= TEXT SHOWN =
▬▬▬▬▬▬▬▬▬▬
Is Michigan seeing a spike in COVID-19 cases?

Michigan COVID-19 data trend as of June 16, 2020.
Michigan COVID-19 data trend as of June 16, 2020. (WDIV)

DETROIT – The short answer is no, but here’s what’s happening:

If you watched any national news coverage of recent virus spikes around the country, you may have been caught off guard seeing Michigan mentioned.

The truth is virus cases have remained slower in the state and deaths have plummeted in recent weeks. Hospitalizations have not increased.

Here’s a look at the data in Michigan:

There is nothing to show a new spike or trend in the wrong direction. The confusion can likely be drawn to simple math. If Michigan has one day with 60 cases, and then another with 180, percentage-wise that’s a spike.

At its peak at the beginning of April, Michigan was reporting more than 1,500 cases a day. For comparison, the state reported 74 new COVID-19 cases on Monday, June 15, and has not had a daily case count of more than 300 since May 31.

NEW June 16, 2020: Michigan reports 125 new cases and 18 additional deaths

But on the ground, we know Michigan labs aren’t consistent in reporting through the week. We know that day-to-day data isn’t very reliable when looking for a trend.

Bottom line: By all key indications, Michigan is not seeing a spike right now. But that doesn’t mean we won’t see a spike at some point in the future. We’re tracking the cases every day, as we have been since March.

Meanwhile, the state of Michigan is slowly reopening in phases. It has been about three months since the state began shutting down due to the pandemic.
▬▬▬▬▬▬▬▬▬▬
= DATA EXTRACT =
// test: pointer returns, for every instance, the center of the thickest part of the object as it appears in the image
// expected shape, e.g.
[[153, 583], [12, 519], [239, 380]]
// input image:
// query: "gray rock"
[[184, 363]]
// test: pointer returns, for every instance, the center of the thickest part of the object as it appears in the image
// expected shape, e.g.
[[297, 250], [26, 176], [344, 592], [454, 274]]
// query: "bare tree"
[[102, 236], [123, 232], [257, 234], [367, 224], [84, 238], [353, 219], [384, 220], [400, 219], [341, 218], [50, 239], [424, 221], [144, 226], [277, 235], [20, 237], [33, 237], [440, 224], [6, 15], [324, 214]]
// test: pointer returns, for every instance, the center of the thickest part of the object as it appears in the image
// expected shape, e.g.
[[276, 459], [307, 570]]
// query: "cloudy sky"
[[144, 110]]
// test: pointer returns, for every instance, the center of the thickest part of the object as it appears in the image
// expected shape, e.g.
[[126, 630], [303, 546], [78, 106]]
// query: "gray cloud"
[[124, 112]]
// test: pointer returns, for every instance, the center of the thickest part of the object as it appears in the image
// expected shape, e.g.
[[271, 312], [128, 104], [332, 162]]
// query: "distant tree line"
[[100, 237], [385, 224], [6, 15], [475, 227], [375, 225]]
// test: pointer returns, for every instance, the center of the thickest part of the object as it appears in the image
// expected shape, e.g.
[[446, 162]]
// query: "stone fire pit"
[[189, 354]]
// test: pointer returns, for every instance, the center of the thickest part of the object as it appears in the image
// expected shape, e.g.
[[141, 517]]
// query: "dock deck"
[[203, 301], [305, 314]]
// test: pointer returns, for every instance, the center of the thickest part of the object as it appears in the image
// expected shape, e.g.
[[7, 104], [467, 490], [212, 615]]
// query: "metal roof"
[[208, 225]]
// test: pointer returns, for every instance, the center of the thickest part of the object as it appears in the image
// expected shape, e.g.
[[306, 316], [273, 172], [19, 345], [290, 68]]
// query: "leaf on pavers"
▬▬▬▬▬▬▬▬▬▬
= AIM OF THE EXERCISE =
Reproduce the passage from the Michigan COVID-19 report above, starting with "Bottom line: By" and going on through "been since March.".

= TASK ANSWER =
Bottom line: By all key indications, Michigan is not seeing a spike right now. But that doesn’t mean we won’t see a spike at some point in the future. We’re tracking the cases every day, as we have been since March.